TO DO:
(1) Answer these questions from the blog entries below, one line each, marked (a), (b) and (c) to match.
(a) What did the writer's mom say she was proud of the writer for knowing how to do?
(b) Through what did a person reach out to connect with the writer in the week described in the April 19 entry?
(c) What date is given for the entry titled "Recovery, Then and Now"?
(2) List every entry title in the blog entries below.
(3) Extend the blog entry titled "Recovery, Then and Now" below, picking up right after its last sentence.

SOURCE TEXT:
>>>

Friday, May 9, 2014

I'm my own mama

My mom said she is proud of me for knowing how to call a taxi. That's right folks, I can magic taxis out of thin air with my cell phone.

Sometimes I am so angry at how poorly my parents prepared me to function as an adult in the world. It can feel like they intentionally made me ignorant to control me. But you can't teach people stuff that you yourself don't know.

I am now the person in the relationship who knows how to do grown-up things, simple and complex, transactional and relational.

It's something to think about when Mother's Day rolls around and I am expected by my family and society to be full of genuine gratitude. (My dad texted to remind me to acknowledge the holiday. No sense that this might be asking a bit much.) Of course I am tired of pretending with my parents that I didn't have to step in and fill a large gap of knowledge about how to interact with the world and be well in it. I have had to learn to mother myself. It was hard work. It is hard work.

But it was nice of her to acknowledge that accomplishment in a small way, and feel that she was impressed.

Happy Mother's Day to me, for all the ways this year that I have been a good mother to myself.
And Happy Mother's Day to my mom, who is really trying.

Saturday, April 19, 2014

Asking for help is generous

I just want to say that giving people a chance to be in your life, especially when you are down and needy, can be a gift to them.

This week someone I barely knew committed suicide. We only had one interaction, but we had a lot of mutual friends, and I feel like I can see her story clearly because we shared some similar life experiences.

I am going to resist turning her story into a neat narrative or object lesson. She was in pain, that makes me sad. Maybe I know some of the reasons, maybe I don't. She didn't want to share that with me and that's her right. But I feel sad about all the barriers that made it difficult for her to talk about her pain. Maybe it felt like an imposition. A lot of people would have related to her story of pain though, whatever it was.

This week a person reached out to connect to me through my blog. She had questions and needed a community to support her, and luckily we were able to quickly connect her with that. She and I both have had bad things happen in our lives, but it makes those experiences feel meaningful that I can help even a little bit.

Every single person alive has asked for help before and will do it again. All you are doing, when you ask, is saying: "We are connected."

Connection is a gift that anyone can give.

Saturday, April 12, 2014

Recovery, Then and Now


Before, recovery meant focusing on all my mistakes. 

As a result of being homeschooled, indoctrinated and sheltered, I saw my poor life skills result in real world consequences. Starting from the day I left home, I lost friends, I misinterpreted situations and conversations constantly, I lost professional development opportunities and distanced potential allies and mentors, I despaired at the complete lack of romantic interest from anyone. Most people were too baffled by my all-consuming incompetence to care about whether I had good intentions (here are some of the gruesome details if you're curious).

<<<

DATA EXCERPT:
>>>

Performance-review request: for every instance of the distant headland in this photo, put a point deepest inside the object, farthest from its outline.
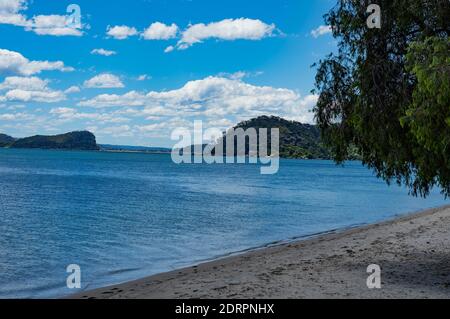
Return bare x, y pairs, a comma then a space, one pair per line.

<<<

TASK ANSWERS:
(1)
(a) Knowing how to call a taxi.
(b) The writer's blog.
(c) Saturday, April 12, 2014.

(2)
I'm my own mama
Asking for help is generous
Recovery, Then and Now

(3)
When painful rejections happened, I carefully analyzed what I was doing wrong and tried to fix it. I learned to constantly monitor my performance, to slap my own wrist and adjust course. It was a way to survive, but in the process I started to be cruel to myself. I was constantly telling myself that my appearance and personality and feelings and insights were not good enough. At first this message was reinforced by rejections from people around me. Over time my relational and life skills improved, but my self-perception didn't.

Now, recovery means learning to be kind to myself. 

I have successfully learned how to make friends, be polite, play respectability politics when useful, even appear professional for short bursts of time. I have to say, I learned a lot of this with the help of Mean Sara. I'm not angry at her, she was doing her best. But it's time to retire Mean Sara. I've learned everything I could from her.

Mean Sara won't be happy with me until I'm perfect. I'm not perfect, and I never will be.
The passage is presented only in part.